The task: Output the entire listing without altering anything.

Input records:
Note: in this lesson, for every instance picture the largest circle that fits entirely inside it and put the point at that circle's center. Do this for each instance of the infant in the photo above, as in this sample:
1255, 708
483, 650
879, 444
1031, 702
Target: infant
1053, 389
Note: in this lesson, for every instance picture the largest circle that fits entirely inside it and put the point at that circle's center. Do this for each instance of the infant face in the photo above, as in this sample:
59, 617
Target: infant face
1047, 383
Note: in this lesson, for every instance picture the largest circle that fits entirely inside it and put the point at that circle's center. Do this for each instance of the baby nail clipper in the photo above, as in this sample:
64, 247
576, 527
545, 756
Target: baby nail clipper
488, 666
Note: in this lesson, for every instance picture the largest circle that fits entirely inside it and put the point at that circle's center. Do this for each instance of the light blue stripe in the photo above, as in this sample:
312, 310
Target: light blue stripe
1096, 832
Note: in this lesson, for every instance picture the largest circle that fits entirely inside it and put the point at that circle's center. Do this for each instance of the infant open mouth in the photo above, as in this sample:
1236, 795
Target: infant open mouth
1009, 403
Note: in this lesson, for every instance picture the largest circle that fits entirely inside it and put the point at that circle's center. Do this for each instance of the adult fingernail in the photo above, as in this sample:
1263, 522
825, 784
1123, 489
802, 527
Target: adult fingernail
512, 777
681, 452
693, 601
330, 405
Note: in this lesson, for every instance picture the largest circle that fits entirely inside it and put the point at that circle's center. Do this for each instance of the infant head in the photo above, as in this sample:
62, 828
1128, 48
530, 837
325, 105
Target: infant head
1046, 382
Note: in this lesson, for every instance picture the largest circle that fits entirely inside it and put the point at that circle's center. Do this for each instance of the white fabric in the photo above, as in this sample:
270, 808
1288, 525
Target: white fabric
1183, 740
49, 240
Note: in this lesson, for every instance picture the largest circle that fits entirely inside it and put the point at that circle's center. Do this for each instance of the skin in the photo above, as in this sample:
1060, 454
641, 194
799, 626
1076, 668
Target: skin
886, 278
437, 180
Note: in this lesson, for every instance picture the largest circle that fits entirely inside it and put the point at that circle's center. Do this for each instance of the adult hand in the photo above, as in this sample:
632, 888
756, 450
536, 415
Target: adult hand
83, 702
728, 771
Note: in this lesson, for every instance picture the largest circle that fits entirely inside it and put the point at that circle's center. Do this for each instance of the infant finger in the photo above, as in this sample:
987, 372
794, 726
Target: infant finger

Response area:
Note: in this lesson, for every instance picture the largest circle that fits entirely inside it and put the point at that circle's center. Do this for each instance of the infant in the photo above, as in this sample:
1255, 708
483, 650
879, 444
1031, 702
Target: infant
1053, 389
Note: in this lesson, for every instance picture the largest circle that fits entirely inside it and put the point at that circle's center. Do this for each instance of the infant face in the photo above, as in this sample:
59, 617
Target: infant face
1047, 383
Note: in this lesson, for every instance picture the largest circle that fits entirely inside it and put the point at that circle's center. Do this for each instance of the baby nail clipper in the photo above, as in this sample:
64, 247
576, 527
545, 756
Target: baby nail clipper
488, 666
Note: in this lesson, for every instance picture the largest circle that fits entirely inside it and put the point at that circle's center. Do this for each instance of the light blue stripe in the photo above, as in this sample:
312, 310
Target: light blue stripe
1096, 832
Note: in this lesson, for every instance picture the largest circle that fits entirely inside it and put the point at that circle's center. Do this for each instance of the infant open mouth in the photo above, as in this sample:
1236, 795
Target: infant open mouth
1009, 403
Note: in this lesson, for every instance picture the largest circle that fits entirely inside it and put the point at that circle's center. Do this for each instance of the adult fingernail in the photo above, as in this sample:
1263, 522
825, 784
1123, 489
802, 527
Target: adult fingernail
512, 777
681, 452
693, 601
330, 405
Note: in this lesson, for every instance picture the largest circle that fits entirely inside it and put the point at that circle's center. Do this for each instance of the infant head in the photo above, as in this sample:
62, 828
1128, 48
530, 837
325, 105
Target: infant head
1046, 382
Note: in this lesson, for every instance picture the largest circle that fits entirely inside it and put the point at that circle's center. Do this for each instance of the white fabric in the photo above, as in this sample:
270, 808
1288, 525
Target: white fabric
1183, 740
49, 240
Note: in this lesson, for every instance picture the largest circle that fits entirely inside it and put the point at that circle's center. Do this for each instance of the skin in the photo above, as in this sample:
1060, 454
641, 194
799, 626
1076, 668
Target: skin
886, 278
437, 180
Note: in this lesson, for every instance picture the largest circle that fits entirely inside it and put the point at that circle's center. Do this for each instance of the adult hand in the photo above, as in this sample:
632, 888
756, 450
536, 415
Target: adult hand
83, 702
728, 771
Note: in this lesson, for every instance picture the largest circle that fits entirely inside it and put the point at that circle's center. Do this for each instance of the infant finger in the photo above, as in this sample:
987, 372
794, 726
Target: infant finger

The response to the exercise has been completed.